▶ [Objetivo A]: Reproduza sem alterações a parte do sermão que começa com "Desde que o" e vai até "mundo for mundo.".

▶ [Trecho apresentado]:
5º Domingo na Quaresma – 2012
Trienal B: Sl 119.9-16 Jr 31.31-34 Hb 5.1-10 Mc 35-45
Tema: A ambição religiosa e o serviço cristão
pastor Marcos Schmidt
_____________________________________________________
É uma coisa muito natural, bem humana, o que estes dois discípulos, os irmãos João e Tiago pediram a Jesus. Eles querem uma posição de honra, sentar ao lado do trono glorioso de Jesus, um a sua esquerda, e o outro, a sua direita. Querem ter parte da glória de Deus, querem ser “mais salvos”. Aliás, o evangelista Mateus, que também conta esta história, revela que foi a mãe de Tiago e Joao que fez o pedido. Era, portanto, o amor de uma mãe que estava ali, se intrometendo na vida dos filhos. E qual não é a mãe que faz isto por seus filhos? Mas, se pensarmos melhor, não foi a mãe que colocou no coração dos filhos este desejo de sobrepor-se aos outros. Esta vontade de estar acima dos outros, de vanglória, faz parte de todos. O orgulho, a ambição, é o principal desejo do ser humano. Não é por nada esta mania humana de competição para ver quem é o melhor, o maior, o mais inteligente. A disputa pelo “mais mais” está nos esportes, na política, no trabalho, na escola, na família. A disputa pelo “mais mais” está na igreja.
Vejam só o que está agora acontecendo com estas duas igrejas, a Universal e a Mundial. Creio que todos devem estar acompanhando pela televisão ou sabem de alguma coisa. É uma disputa por poder e por dinheiro entre a igreja do Edir Macedo e do Valdemiro Santiago. Entre mortos e feridos, lamentavelmente as bombas atingem todo o cristianismo...
Desde que o mundo é mundo, este é o maior problema do ser humano – a disputa pelo poder. E por isto as guerras, revoluções, desentendimentos, problemas na sociedade, na família, no casamento. Abrimos o jornal, ligamos a TV, e o que vemos é a ambição humana – trazendo todo o tipo de conseqüências ruins na vida das pessoas. E isto nunca terá um fim – enquanto o mundo for mundo.
Mas, voltando para este desejo de Tiago e João, será que foi um desejo ambicioso e egoísta? Não foi até louvável, afinal, eles queriam estar ao lado de Jesus? Ou será que a ambição religiosa é a mais perigosa que todas as ambições? Aliás, creio que este desejo está muito esquecido nestes tempos materialistas de hoje – a vontade de ter um lugar especial no reino glorioso de Jesus.

(Entradas de apontamento de objetos nomeados)
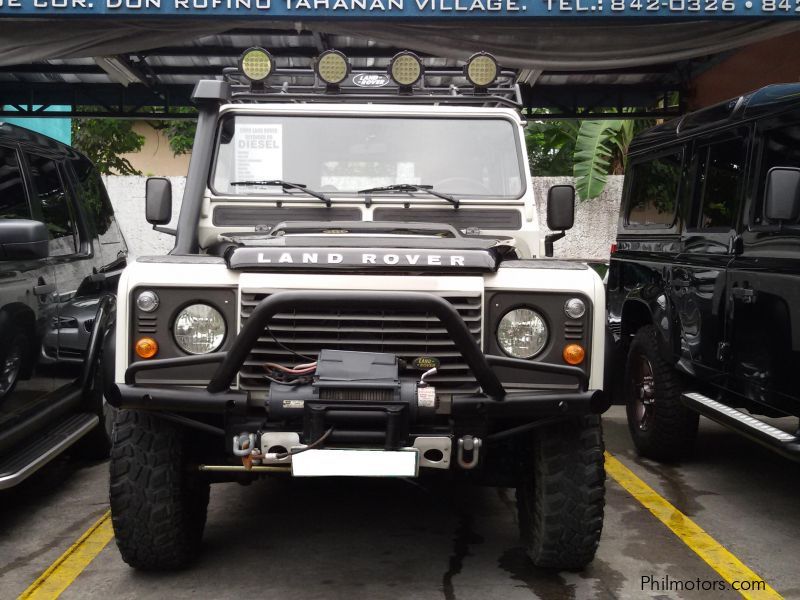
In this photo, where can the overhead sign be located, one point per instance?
(405, 9)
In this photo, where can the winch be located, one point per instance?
(360, 394)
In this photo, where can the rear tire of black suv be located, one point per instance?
(561, 496)
(662, 428)
(158, 507)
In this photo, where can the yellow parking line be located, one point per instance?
(730, 568)
(69, 565)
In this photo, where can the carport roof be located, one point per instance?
(148, 68)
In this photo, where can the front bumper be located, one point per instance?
(493, 404)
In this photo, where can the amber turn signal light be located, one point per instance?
(146, 348)
(574, 354)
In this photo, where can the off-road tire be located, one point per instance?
(561, 496)
(672, 428)
(158, 507)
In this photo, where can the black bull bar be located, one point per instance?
(495, 401)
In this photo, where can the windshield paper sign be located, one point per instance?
(406, 9)
(259, 152)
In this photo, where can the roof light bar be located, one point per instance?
(332, 67)
(256, 64)
(481, 70)
(406, 69)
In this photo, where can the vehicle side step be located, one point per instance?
(48, 444)
(776, 439)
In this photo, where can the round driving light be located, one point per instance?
(405, 68)
(199, 329)
(147, 301)
(256, 64)
(332, 67)
(522, 333)
(146, 348)
(575, 308)
(574, 354)
(481, 69)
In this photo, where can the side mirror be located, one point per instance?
(560, 214)
(158, 200)
(21, 239)
(782, 194)
(561, 207)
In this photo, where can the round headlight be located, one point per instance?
(575, 308)
(256, 64)
(147, 301)
(405, 68)
(522, 333)
(481, 70)
(332, 67)
(199, 329)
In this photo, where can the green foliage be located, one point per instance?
(551, 146)
(594, 152)
(104, 140)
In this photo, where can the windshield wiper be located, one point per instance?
(287, 185)
(412, 187)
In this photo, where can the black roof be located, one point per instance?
(771, 99)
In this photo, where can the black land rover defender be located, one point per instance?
(61, 254)
(704, 285)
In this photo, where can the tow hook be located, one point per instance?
(468, 451)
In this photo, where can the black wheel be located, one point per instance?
(561, 496)
(12, 358)
(662, 428)
(158, 507)
(96, 445)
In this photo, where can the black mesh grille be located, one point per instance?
(403, 333)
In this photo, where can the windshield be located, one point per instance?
(342, 155)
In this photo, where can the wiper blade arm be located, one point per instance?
(411, 187)
(287, 185)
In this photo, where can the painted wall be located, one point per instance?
(591, 238)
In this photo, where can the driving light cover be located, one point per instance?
(574, 354)
(575, 308)
(405, 69)
(522, 333)
(147, 301)
(199, 329)
(332, 67)
(481, 70)
(256, 64)
(146, 348)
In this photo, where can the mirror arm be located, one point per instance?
(548, 242)
(168, 230)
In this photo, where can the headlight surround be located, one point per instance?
(199, 329)
(522, 333)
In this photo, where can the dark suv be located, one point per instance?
(61, 253)
(704, 284)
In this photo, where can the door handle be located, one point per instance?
(745, 295)
(44, 288)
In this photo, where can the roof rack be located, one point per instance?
(442, 85)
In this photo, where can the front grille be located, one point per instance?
(404, 333)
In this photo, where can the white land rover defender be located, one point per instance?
(358, 288)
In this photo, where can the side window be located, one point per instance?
(718, 184)
(13, 199)
(93, 197)
(56, 210)
(654, 191)
(781, 148)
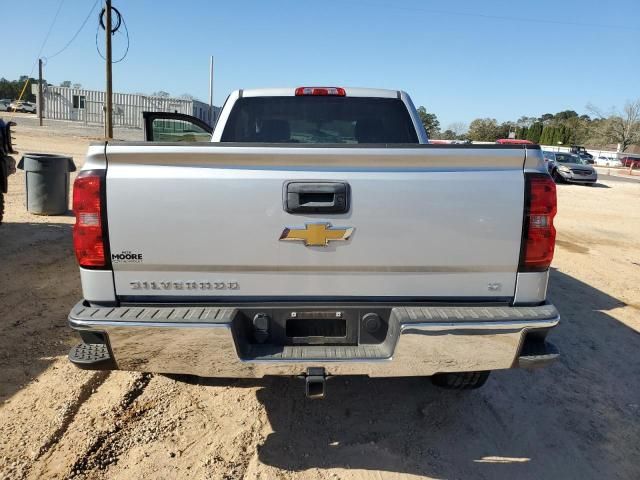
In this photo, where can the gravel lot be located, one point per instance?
(577, 419)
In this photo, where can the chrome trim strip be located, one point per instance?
(310, 268)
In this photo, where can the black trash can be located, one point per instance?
(47, 182)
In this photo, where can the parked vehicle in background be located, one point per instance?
(580, 150)
(570, 167)
(588, 158)
(549, 159)
(23, 106)
(513, 141)
(605, 161)
(316, 232)
(633, 162)
(7, 163)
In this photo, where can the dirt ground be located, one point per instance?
(579, 419)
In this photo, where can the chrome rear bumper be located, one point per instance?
(420, 341)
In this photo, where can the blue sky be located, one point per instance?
(457, 58)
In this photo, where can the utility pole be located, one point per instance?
(108, 117)
(40, 97)
(211, 119)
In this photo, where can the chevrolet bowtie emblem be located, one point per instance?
(316, 234)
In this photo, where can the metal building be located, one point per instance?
(63, 103)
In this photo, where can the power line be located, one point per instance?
(119, 21)
(498, 17)
(75, 34)
(47, 36)
(44, 42)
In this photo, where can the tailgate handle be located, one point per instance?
(316, 197)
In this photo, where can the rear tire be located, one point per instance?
(460, 381)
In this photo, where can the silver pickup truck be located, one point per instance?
(315, 232)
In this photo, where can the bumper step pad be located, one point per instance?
(91, 356)
(537, 354)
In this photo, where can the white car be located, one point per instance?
(608, 161)
(22, 106)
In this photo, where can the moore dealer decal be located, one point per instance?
(126, 257)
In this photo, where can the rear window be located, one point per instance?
(319, 119)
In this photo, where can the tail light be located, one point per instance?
(321, 91)
(90, 231)
(538, 233)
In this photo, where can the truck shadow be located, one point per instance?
(575, 419)
(39, 281)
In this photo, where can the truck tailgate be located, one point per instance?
(205, 221)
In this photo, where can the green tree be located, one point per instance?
(535, 132)
(485, 130)
(621, 127)
(429, 121)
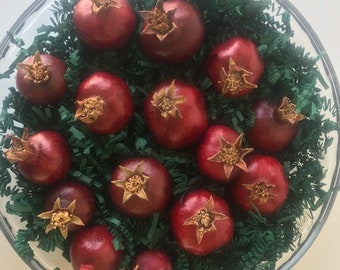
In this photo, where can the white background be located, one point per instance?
(323, 15)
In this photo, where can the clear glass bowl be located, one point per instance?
(39, 13)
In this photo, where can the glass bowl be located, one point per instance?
(39, 13)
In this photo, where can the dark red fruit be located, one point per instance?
(175, 113)
(104, 103)
(201, 222)
(104, 24)
(92, 249)
(275, 125)
(220, 153)
(69, 206)
(43, 158)
(172, 32)
(40, 79)
(140, 187)
(264, 187)
(152, 260)
(235, 67)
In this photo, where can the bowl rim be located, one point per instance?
(335, 184)
(335, 87)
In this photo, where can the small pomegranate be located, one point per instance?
(69, 206)
(43, 158)
(140, 186)
(275, 125)
(104, 103)
(40, 79)
(235, 67)
(201, 222)
(172, 32)
(152, 260)
(92, 249)
(175, 113)
(104, 24)
(220, 153)
(263, 188)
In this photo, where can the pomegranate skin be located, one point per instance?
(50, 161)
(46, 92)
(177, 133)
(68, 191)
(92, 248)
(181, 43)
(152, 260)
(117, 97)
(269, 133)
(108, 29)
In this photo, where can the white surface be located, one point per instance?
(323, 15)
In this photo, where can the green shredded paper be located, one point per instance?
(259, 241)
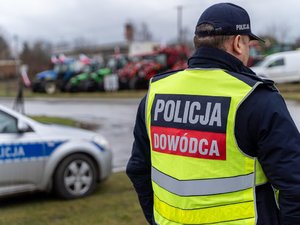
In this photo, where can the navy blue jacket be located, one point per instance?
(263, 129)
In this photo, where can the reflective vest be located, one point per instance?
(199, 174)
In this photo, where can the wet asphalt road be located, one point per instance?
(115, 118)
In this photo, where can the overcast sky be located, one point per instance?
(102, 21)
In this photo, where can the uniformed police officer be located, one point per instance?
(215, 144)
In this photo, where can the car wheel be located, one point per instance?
(75, 177)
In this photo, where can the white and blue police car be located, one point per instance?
(45, 157)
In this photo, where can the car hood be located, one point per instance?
(61, 131)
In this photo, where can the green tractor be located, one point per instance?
(88, 82)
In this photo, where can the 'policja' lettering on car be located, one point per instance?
(192, 126)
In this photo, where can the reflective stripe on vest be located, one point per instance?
(199, 175)
(202, 187)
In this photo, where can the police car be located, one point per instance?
(44, 157)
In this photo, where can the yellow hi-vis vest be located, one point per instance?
(199, 174)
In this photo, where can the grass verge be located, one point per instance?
(113, 203)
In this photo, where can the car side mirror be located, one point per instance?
(23, 127)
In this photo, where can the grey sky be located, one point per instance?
(102, 21)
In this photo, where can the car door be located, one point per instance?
(21, 156)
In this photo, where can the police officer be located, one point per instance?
(215, 144)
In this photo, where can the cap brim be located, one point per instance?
(254, 37)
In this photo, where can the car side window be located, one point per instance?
(8, 124)
(278, 62)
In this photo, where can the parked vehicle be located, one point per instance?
(280, 67)
(45, 157)
(63, 70)
(94, 79)
(87, 82)
(137, 73)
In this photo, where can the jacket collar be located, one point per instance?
(206, 57)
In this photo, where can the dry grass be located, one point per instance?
(113, 203)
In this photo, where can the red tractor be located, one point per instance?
(142, 68)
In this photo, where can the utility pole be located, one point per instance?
(179, 23)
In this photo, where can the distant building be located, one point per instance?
(9, 68)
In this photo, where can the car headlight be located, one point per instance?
(101, 142)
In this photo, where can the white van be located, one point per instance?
(281, 67)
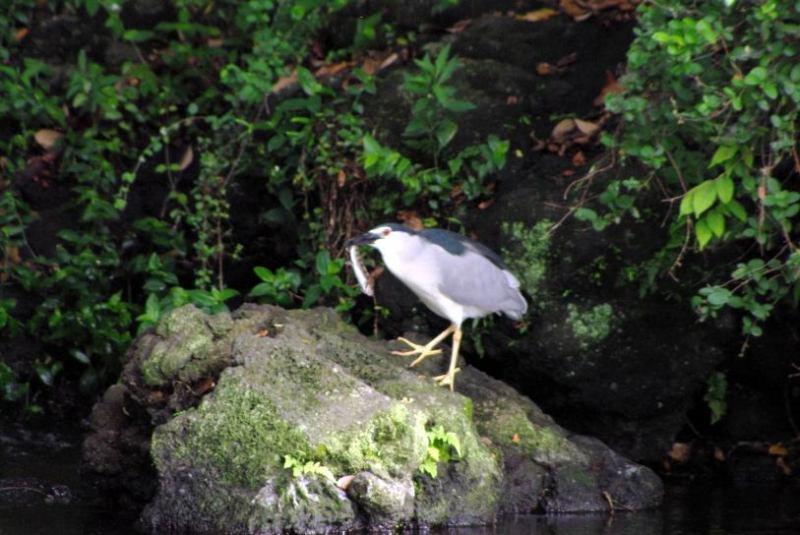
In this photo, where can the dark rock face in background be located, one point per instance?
(607, 361)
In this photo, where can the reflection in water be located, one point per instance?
(697, 508)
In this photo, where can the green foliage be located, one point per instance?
(528, 254)
(712, 107)
(432, 126)
(300, 468)
(10, 388)
(197, 101)
(276, 287)
(592, 325)
(443, 447)
(431, 129)
(716, 396)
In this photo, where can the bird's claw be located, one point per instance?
(416, 349)
(447, 379)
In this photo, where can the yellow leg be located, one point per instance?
(449, 378)
(426, 350)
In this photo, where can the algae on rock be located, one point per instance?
(315, 390)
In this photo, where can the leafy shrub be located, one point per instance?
(195, 107)
(711, 106)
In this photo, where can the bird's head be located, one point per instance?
(386, 237)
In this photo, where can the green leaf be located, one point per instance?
(322, 260)
(265, 274)
(738, 211)
(723, 154)
(703, 233)
(704, 196)
(261, 289)
(716, 222)
(719, 296)
(80, 356)
(686, 203)
(757, 76)
(445, 132)
(724, 186)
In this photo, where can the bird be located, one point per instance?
(454, 276)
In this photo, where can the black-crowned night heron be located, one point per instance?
(457, 278)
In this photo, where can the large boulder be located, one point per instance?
(311, 427)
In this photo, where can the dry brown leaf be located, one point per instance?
(562, 129)
(569, 59)
(587, 127)
(390, 59)
(574, 9)
(777, 449)
(186, 159)
(612, 86)
(410, 218)
(537, 15)
(330, 70)
(285, 82)
(344, 481)
(47, 137)
(375, 62)
(459, 26)
(784, 466)
(680, 452)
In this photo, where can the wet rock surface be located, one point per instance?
(306, 400)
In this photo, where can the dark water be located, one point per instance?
(36, 460)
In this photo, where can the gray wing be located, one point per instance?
(471, 279)
(458, 244)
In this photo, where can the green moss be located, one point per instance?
(469, 409)
(528, 255)
(187, 349)
(239, 434)
(389, 445)
(508, 426)
(590, 326)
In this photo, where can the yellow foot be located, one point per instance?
(447, 379)
(417, 349)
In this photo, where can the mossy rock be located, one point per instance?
(307, 401)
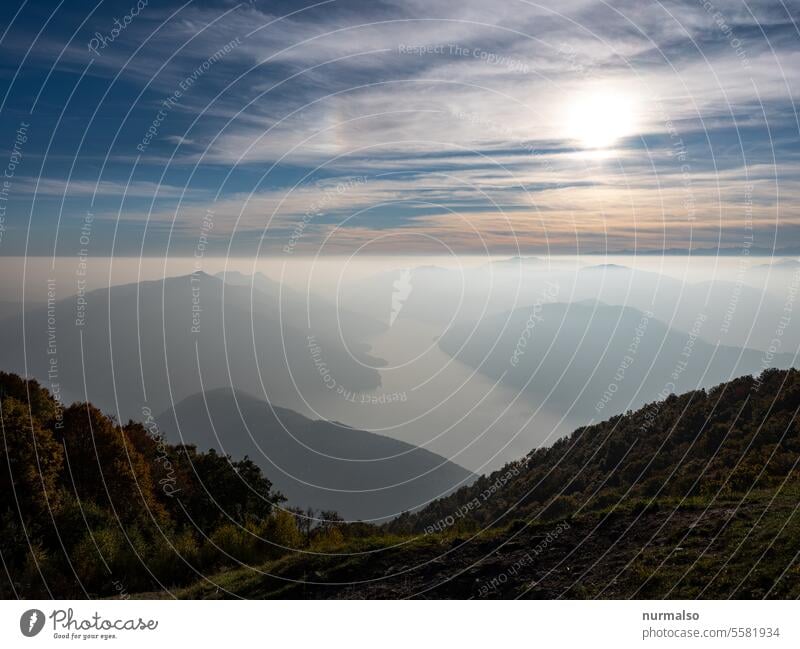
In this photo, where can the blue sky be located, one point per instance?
(430, 127)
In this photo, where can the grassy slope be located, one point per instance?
(704, 506)
(733, 548)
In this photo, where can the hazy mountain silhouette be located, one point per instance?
(156, 342)
(574, 354)
(318, 463)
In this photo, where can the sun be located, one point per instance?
(597, 120)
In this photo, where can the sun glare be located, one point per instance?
(598, 120)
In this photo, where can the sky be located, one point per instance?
(443, 127)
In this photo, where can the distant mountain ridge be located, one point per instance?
(362, 475)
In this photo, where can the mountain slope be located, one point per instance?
(156, 342)
(693, 496)
(330, 466)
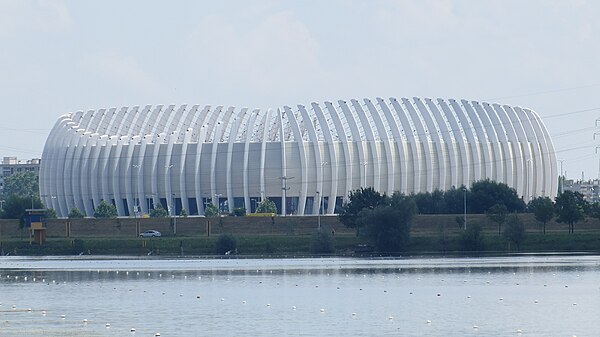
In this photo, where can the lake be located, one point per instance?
(525, 295)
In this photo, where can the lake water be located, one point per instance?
(493, 296)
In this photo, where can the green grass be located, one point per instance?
(295, 245)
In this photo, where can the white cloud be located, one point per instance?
(273, 56)
(122, 71)
(17, 17)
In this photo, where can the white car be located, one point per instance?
(150, 234)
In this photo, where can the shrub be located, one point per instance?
(226, 244)
(323, 241)
(211, 211)
(239, 211)
(76, 213)
(515, 231)
(472, 239)
(105, 210)
(158, 212)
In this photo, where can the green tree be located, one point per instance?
(515, 230)
(323, 241)
(486, 193)
(50, 213)
(363, 198)
(543, 210)
(388, 226)
(454, 199)
(75, 213)
(105, 210)
(211, 211)
(226, 244)
(570, 208)
(15, 207)
(472, 240)
(23, 184)
(158, 212)
(498, 214)
(266, 206)
(239, 211)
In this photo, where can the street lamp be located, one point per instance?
(465, 201)
(174, 215)
(136, 200)
(319, 213)
(148, 197)
(284, 188)
(218, 196)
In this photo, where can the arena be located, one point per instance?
(304, 158)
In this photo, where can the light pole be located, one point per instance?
(528, 180)
(465, 201)
(136, 200)
(284, 188)
(319, 212)
(217, 197)
(148, 197)
(562, 178)
(174, 215)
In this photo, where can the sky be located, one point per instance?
(59, 56)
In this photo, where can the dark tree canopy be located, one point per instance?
(105, 210)
(570, 207)
(15, 207)
(498, 214)
(515, 230)
(211, 211)
(543, 210)
(158, 212)
(23, 184)
(388, 226)
(486, 193)
(75, 213)
(364, 198)
(266, 206)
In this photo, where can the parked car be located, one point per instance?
(150, 234)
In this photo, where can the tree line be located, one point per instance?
(386, 220)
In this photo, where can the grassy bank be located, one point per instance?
(293, 245)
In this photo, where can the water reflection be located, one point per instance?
(538, 295)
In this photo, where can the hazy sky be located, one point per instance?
(62, 56)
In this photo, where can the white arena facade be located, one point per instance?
(184, 157)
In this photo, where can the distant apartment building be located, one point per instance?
(590, 188)
(11, 165)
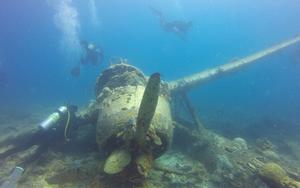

▶ [Objetivo B]: Destaque nos registros acima cada linha em que aparece a palavra "door" e copie essas linhas.

▶ [Solução do exercício A]:
Desde que o mundo é mundo, este é o maior problema do ser humano – a disputa pelo poder. E por isto as guerras, revoluções, desentendimentos, problemas na sociedade, na família, no casamento. Abrimos o jornal, ligamos a TV, e o que vemos é a ambição humana – trazendo todo o tipo de conseqüências ruins na vida das pessoas. E isto nunca terá um fim – enquanto o mundo for mundo.

▶ [Solução do exercício B]:
In this photo, where can the door handle be located, one point per instance?
In this photo, where can the car door be located, one point per instance?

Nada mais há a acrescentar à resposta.